Arrange as a numbered list the lines running from the start of the records through the line containing "Give the mask of every instance of the black sports", with both ends included and any blank lines omitted.

══════════

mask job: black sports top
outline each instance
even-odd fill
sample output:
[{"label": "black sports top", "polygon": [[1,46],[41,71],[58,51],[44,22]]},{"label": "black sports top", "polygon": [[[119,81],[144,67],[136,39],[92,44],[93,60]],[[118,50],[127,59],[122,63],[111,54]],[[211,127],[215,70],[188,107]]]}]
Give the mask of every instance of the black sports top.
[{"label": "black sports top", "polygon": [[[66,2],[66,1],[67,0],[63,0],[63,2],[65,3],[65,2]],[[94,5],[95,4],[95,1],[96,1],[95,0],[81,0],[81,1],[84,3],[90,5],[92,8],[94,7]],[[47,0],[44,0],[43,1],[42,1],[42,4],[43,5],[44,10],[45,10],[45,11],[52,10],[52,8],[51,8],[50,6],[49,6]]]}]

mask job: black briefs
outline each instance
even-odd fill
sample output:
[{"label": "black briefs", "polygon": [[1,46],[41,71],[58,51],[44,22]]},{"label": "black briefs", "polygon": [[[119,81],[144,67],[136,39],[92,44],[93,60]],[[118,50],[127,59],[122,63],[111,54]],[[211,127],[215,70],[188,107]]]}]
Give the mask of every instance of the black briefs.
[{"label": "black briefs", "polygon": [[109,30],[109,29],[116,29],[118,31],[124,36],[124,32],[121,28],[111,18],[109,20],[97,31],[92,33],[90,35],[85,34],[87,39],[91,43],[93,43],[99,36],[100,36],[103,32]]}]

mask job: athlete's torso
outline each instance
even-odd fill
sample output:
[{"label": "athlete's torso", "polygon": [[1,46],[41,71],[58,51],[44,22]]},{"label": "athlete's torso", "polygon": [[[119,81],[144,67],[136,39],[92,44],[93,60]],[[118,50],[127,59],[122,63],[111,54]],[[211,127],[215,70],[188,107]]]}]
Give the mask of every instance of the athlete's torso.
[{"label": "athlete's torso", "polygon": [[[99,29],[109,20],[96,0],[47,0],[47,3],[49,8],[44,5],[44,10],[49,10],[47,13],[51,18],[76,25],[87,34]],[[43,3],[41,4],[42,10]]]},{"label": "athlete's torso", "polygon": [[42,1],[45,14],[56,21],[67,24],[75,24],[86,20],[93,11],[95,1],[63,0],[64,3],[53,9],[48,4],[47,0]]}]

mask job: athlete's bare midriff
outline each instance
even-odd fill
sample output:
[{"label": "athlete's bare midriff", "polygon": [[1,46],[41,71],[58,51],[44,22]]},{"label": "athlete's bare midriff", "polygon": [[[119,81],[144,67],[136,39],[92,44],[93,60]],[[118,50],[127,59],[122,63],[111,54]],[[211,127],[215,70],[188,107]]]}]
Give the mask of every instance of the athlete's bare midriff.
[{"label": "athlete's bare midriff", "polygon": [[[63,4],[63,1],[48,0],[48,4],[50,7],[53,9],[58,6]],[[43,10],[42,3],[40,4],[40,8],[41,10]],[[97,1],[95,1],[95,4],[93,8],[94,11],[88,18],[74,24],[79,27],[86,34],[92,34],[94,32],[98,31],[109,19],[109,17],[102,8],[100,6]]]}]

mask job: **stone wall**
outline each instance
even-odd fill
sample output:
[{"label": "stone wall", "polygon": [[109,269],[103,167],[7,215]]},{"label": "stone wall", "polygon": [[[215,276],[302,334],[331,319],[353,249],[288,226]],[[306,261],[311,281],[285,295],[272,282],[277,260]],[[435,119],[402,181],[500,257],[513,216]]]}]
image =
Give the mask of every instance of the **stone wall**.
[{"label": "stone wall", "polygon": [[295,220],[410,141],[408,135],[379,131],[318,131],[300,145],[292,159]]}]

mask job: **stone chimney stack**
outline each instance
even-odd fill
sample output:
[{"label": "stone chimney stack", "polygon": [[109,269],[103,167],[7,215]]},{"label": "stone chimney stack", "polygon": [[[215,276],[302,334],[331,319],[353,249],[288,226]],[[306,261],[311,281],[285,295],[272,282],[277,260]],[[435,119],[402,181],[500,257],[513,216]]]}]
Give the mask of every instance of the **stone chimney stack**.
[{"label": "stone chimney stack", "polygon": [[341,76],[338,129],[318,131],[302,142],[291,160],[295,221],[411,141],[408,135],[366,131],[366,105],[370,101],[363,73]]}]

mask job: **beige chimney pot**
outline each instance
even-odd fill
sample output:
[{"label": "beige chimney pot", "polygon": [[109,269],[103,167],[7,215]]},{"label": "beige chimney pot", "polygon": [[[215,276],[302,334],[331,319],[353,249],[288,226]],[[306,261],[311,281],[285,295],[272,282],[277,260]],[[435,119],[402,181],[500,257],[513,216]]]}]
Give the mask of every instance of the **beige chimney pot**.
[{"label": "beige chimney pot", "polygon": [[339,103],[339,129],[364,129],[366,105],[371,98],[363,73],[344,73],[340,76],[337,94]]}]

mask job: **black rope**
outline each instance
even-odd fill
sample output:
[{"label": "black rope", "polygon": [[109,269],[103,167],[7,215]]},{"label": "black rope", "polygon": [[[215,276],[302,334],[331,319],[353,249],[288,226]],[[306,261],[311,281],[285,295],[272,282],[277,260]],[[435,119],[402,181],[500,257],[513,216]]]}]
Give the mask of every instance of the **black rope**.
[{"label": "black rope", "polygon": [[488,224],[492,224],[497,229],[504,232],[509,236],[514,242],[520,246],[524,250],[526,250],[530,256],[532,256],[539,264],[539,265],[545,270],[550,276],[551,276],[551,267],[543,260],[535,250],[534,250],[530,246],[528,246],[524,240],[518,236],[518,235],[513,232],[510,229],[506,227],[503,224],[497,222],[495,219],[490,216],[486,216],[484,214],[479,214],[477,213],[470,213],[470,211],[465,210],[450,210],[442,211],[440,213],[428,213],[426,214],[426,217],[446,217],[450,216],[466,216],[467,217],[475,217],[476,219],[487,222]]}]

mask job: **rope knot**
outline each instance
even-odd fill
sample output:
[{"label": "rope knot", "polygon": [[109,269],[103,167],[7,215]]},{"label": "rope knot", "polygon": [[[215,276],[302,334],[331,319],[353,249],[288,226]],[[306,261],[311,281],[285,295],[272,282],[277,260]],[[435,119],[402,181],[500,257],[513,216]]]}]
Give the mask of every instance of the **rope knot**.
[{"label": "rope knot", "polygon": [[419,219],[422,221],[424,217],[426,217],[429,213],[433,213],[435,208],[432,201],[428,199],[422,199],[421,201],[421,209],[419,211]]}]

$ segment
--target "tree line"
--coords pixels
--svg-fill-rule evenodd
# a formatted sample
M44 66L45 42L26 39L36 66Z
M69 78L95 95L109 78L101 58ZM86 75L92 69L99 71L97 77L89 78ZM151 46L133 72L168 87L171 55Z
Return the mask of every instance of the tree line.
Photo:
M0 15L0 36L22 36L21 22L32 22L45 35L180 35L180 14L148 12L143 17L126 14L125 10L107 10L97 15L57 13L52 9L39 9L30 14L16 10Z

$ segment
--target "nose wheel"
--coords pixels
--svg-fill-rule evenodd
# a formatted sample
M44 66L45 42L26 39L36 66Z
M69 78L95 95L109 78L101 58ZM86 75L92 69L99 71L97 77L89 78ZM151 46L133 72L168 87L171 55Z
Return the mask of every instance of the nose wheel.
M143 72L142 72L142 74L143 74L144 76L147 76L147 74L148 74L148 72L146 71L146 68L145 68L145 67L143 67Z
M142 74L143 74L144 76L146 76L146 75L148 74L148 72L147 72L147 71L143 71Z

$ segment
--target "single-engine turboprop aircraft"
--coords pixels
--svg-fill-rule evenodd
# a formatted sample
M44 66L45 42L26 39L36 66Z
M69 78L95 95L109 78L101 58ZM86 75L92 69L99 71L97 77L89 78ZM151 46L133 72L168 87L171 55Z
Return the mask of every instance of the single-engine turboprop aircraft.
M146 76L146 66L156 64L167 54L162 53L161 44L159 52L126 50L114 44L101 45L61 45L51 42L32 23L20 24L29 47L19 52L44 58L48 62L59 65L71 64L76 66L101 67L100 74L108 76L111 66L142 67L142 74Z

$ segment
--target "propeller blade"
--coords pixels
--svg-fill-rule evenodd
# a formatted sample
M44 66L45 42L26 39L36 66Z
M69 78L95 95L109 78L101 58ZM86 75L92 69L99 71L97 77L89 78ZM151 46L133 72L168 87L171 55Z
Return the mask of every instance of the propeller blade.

══════════

> [TASK OUTPUT]:
1. mask job: black sports top
2. outline each instance
3. even-odd fill
4. sample output:
5. [{"label": "black sports top", "polygon": [[1,46],[41,71],[58,51],[44,22]]},{"label": "black sports top", "polygon": [[[119,81],[144,67],[136,39],[92,44],[93,60]],[[118,50],[127,59],[122,63],[111,54]],[[211,127],[215,70],[188,107]]]}]
6. Give the mask of every instance of the black sports top.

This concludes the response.